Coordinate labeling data
-- start --

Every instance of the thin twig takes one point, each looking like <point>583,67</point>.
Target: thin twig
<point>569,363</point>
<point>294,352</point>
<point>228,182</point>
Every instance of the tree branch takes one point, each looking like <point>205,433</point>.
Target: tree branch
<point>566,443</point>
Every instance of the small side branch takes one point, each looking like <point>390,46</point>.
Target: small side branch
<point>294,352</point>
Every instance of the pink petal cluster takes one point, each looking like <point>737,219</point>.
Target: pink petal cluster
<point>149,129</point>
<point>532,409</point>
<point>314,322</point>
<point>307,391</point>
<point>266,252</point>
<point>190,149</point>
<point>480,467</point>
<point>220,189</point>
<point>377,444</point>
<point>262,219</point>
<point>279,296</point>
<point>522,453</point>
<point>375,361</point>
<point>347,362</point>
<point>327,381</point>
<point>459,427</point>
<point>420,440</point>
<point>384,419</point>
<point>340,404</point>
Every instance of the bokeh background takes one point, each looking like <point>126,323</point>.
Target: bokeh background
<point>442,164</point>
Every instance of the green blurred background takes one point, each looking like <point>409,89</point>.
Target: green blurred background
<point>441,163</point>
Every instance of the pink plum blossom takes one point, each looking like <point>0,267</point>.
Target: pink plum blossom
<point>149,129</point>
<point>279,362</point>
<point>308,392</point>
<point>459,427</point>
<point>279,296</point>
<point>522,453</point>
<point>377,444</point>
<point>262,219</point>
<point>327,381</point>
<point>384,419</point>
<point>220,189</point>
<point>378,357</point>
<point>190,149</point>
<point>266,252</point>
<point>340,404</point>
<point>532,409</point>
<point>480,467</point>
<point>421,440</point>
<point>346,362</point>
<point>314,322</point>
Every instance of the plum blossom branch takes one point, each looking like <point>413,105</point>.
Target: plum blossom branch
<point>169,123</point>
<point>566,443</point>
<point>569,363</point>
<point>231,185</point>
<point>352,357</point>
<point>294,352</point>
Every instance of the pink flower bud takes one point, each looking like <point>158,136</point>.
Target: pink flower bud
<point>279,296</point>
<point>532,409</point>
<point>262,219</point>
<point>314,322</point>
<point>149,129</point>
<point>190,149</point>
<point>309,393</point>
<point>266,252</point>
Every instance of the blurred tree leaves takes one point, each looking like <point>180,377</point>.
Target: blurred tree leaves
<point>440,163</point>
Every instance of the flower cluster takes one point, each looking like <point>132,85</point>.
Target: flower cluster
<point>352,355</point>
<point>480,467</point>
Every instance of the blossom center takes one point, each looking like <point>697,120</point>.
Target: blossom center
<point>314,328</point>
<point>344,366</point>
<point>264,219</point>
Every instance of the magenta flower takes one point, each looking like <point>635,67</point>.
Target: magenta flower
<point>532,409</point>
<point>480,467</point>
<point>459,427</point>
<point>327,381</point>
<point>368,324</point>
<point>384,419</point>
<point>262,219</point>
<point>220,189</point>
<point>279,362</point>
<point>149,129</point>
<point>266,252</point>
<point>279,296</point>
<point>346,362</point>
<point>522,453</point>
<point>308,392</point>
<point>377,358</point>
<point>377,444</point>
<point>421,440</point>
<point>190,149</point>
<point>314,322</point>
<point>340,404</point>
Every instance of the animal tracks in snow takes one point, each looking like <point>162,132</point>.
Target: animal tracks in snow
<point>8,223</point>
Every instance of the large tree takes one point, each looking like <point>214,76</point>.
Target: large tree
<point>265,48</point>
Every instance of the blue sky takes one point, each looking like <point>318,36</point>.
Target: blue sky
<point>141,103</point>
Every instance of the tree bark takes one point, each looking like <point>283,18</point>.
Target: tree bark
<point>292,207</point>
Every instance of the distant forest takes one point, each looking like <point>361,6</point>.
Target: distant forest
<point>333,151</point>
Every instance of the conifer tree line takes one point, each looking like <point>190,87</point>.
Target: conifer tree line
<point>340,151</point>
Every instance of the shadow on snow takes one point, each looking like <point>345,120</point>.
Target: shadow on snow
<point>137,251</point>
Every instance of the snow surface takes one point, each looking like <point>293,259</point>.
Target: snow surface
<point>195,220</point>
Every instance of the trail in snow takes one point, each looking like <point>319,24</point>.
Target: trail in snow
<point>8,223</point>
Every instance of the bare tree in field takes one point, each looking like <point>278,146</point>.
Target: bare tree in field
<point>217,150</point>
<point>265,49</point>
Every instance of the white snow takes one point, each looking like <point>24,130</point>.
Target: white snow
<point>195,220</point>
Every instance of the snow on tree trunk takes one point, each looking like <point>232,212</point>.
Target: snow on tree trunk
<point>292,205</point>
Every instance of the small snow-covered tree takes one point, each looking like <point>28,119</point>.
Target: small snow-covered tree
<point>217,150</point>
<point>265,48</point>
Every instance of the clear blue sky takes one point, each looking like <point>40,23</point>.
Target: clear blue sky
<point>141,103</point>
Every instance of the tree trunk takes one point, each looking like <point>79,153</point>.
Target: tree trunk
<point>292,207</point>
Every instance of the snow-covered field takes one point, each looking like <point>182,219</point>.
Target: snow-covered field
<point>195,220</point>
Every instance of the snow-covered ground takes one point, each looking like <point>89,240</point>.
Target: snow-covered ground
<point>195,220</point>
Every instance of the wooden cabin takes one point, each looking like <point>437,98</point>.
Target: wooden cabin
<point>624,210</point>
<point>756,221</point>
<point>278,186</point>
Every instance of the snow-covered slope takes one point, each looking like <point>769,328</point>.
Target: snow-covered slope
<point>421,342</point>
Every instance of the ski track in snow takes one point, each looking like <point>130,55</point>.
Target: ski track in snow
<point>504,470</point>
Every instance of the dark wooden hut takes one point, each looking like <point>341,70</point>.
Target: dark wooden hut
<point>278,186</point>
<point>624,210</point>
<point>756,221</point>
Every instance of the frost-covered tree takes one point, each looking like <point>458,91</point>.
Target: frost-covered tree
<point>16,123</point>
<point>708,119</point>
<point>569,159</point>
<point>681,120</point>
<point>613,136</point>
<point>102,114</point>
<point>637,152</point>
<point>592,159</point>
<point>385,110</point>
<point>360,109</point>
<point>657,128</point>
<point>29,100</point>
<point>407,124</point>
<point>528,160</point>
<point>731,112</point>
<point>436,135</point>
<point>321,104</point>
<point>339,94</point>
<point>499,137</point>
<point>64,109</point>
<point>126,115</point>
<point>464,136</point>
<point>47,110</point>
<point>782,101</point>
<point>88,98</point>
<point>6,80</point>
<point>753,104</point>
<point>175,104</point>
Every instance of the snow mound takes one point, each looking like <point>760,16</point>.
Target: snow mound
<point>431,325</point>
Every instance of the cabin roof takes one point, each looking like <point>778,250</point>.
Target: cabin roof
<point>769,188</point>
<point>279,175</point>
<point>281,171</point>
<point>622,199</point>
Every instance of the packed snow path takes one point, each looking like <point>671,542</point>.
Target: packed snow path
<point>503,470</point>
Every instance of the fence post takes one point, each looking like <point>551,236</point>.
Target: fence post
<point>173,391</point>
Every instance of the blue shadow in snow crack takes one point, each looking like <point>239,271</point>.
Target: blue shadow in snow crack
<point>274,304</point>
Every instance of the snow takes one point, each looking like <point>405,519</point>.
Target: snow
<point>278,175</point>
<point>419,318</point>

-- end --

**TASK STATEMENT**
Lay out all of the entries above as a two-column CSV with the headers request and answer, giving one row per entry. Put each entry's text and its answer in their own quoted field, with line breaks replaced by spaces.

**RESPONSE**
request,answer
"Every instance of the thin twig takes one point, each looking like <point>583,67</point>. Target: thin twig","<point>569,363</point> <point>294,352</point> <point>228,182</point>"
"Every instance of the tree branch takes one point, each looking like <point>205,433</point>. Target: tree branch","<point>566,443</point>"
"Every instance of the small side branch takes one point, each looking like <point>390,46</point>. Target: small side branch","<point>294,352</point>"
"Every instance of the pink petal cluster takes one point, each looking like <point>737,219</point>. Target: pink petal cluster","<point>149,129</point> <point>532,409</point> <point>314,322</point> <point>307,391</point> <point>266,252</point> <point>190,149</point> <point>480,467</point> <point>220,189</point> <point>377,444</point> <point>262,219</point> <point>279,296</point> <point>522,453</point> <point>375,361</point> <point>347,362</point> <point>327,381</point> <point>459,427</point> <point>420,440</point> <point>384,419</point> <point>340,404</point>"
"Every instance of the bokeh background takes one point, each looking like <point>126,323</point>. Target: bokeh background","<point>442,164</point>"
"Every instance of the green blurred background takes one point, each looking like <point>409,89</point>. Target: green blurred background","<point>441,163</point>"
"Every instance of the pink plum blossom takes one point, each looking like <point>0,267</point>. Target: pink plum blossom","<point>149,129</point> <point>279,362</point> <point>308,392</point> <point>459,427</point> <point>279,296</point> <point>522,453</point> <point>377,444</point> <point>262,219</point> <point>327,381</point> <point>384,419</point> <point>220,189</point> <point>378,357</point> <point>190,149</point> <point>266,252</point> <point>340,404</point> <point>532,409</point> <point>480,467</point> <point>421,440</point> <point>346,362</point> <point>314,322</point>"
"Every instance of the plum blossom branch takes one point, each looking like <point>413,105</point>. Target: plum blossom branch","<point>169,123</point> <point>566,443</point> <point>569,363</point> <point>231,185</point> <point>352,357</point> <point>294,352</point>"
"Every instance of the pink flower bud takes one point, each looking like <point>158,136</point>. Target: pink flower bud","<point>279,296</point> <point>532,409</point> <point>262,219</point> <point>314,322</point> <point>149,129</point> <point>190,149</point> <point>309,393</point> <point>266,252</point>"
"Every instance of the blurred tree leaves takes one point, each looking like <point>180,377</point>. Target: blurred tree leaves","<point>440,163</point>"
"Every instance of the flower cluster takes one point, each looking like <point>132,85</point>. Target: flower cluster","<point>352,355</point> <point>480,467</point>"
"Every instance of the blossom center takes one point, each looking like <point>697,120</point>. Target: blossom center","<point>314,328</point> <point>344,366</point> <point>264,219</point>"
"Every instance of the magenta flower takes one point, each looking like <point>635,67</point>. Target: magenta flower","<point>532,409</point> <point>480,467</point> <point>459,427</point> <point>327,381</point> <point>368,324</point> <point>384,419</point> <point>262,219</point> <point>220,189</point> <point>279,362</point> <point>149,129</point> <point>266,252</point> <point>279,296</point> <point>346,362</point> <point>522,453</point> <point>308,392</point> <point>377,358</point> <point>377,444</point> <point>421,440</point> <point>190,149</point> <point>314,322</point> <point>340,404</point>"
"Every instance of the animal tracks in snow takes one point, each looking like <point>162,132</point>. Target: animal tracks in snow","<point>8,223</point>"
"Every instance of the large tree takes one point, each looking like <point>214,76</point>. Target: large tree","<point>265,48</point>"
"Every instance of the blue sky takes one point, each looking like <point>318,36</point>. Target: blue sky","<point>141,103</point>"
"Every instance of the tree bark takes one point, each looking like <point>283,18</point>. Target: tree bark","<point>292,207</point>"
"Every instance of the distant forest takes one point, each looking like <point>361,6</point>. Target: distant forest","<point>333,151</point>"
"Every instance of the conifer tree line takes one point, each looking like <point>190,87</point>. Target: conifer tree line","<point>340,151</point>"
"Every instance of the shadow on snow takes one point, each looking like <point>345,120</point>. Target: shadow on snow","<point>137,251</point>"
"Every instance of the snow surface takes one point, each looking like <point>293,259</point>. Target: snow surface","<point>195,220</point>"
"Every instance of the trail in snow takes one point, each looking like <point>319,24</point>. Target: trail in snow","<point>8,223</point>"
"Every instance of the bare tree in field takes one point, each looking like <point>278,146</point>. Target: bare tree in field","<point>217,150</point> <point>265,49</point>"
"Every instance of the white snow takes one point, each looking like <point>24,130</point>. Target: white snow","<point>195,220</point>"
"Every instance of the snow on tree trunk takes one point, each looking like <point>232,212</point>. Target: snow on tree trunk","<point>292,205</point>"
"Every instance of the small snow-covered tree takes one point, each looking like <point>28,119</point>. Target: small snow-covered tree","<point>217,150</point> <point>265,48</point>"
"Every instance of the clear blue sky takes one point, each looking like <point>40,23</point>. Target: clear blue sky","<point>141,103</point>"
"Every instance of the tree trunk takes one point, each looking like <point>79,153</point>. Target: tree trunk","<point>292,207</point>"
"Every instance of the snow-covered field takes one point, each looking like <point>182,219</point>. Target: snow-covered field","<point>195,220</point>"
"Every instance of the snow-covered ground takes one point, each looking like <point>89,240</point>. Target: snow-covered ground","<point>195,220</point>"
"Every instance of the wooden cabin takes one point, each looking like <point>437,98</point>. Target: wooden cabin","<point>624,210</point> <point>756,221</point> <point>278,186</point>"
"Every instance of the snow-covered slope takes one point, each looking like <point>769,328</point>. Target: snow-covered slope","<point>421,342</point>"
"Every instance of the ski track in snow takes one point, each looking like <point>130,55</point>. Target: ski track in snow","<point>504,470</point>"
"Every instance of the dark wooden hut takes one point, each looking like <point>341,70</point>. Target: dark wooden hut","<point>278,186</point> <point>624,210</point> <point>756,221</point>"
"Every instance of the frost-covered tree takes one point, each looking like <point>458,91</point>. Target: frost-covered tree","<point>16,123</point> <point>708,119</point> <point>569,159</point> <point>681,120</point> <point>613,136</point> <point>102,114</point> <point>637,152</point> <point>592,159</point> <point>385,110</point> <point>360,109</point> <point>657,128</point> <point>29,100</point> <point>407,124</point> <point>528,160</point> <point>731,112</point> <point>436,135</point> <point>321,104</point> <point>339,94</point> <point>499,137</point> <point>64,109</point> <point>126,115</point> <point>464,136</point> <point>47,110</point> <point>782,101</point> <point>88,98</point> <point>6,80</point> <point>753,104</point> <point>175,104</point>"
"Every instance of the snow mound takes one point, each looking like <point>760,16</point>. Target: snow mound","<point>431,325</point>"
"Every instance of the cabin roof takes one point, each looking like <point>778,250</point>. Target: cabin roof","<point>769,188</point> <point>279,175</point> <point>281,171</point> <point>622,199</point>"
"Every instance of the packed snow path takes one point, each looking like <point>671,542</point>. Target: packed snow path","<point>503,470</point>"
"Every instance of the fence post takes one point, each looking like <point>551,236</point>. Target: fence post","<point>173,391</point>"
"Every instance of the blue shadow in snow crack takes one point, each looking like <point>239,271</point>. Target: blue shadow in snow crack","<point>274,304</point>"
"Every instance of the snow takes one point, each looking like <point>405,519</point>. Target: snow","<point>278,175</point> <point>419,318</point>"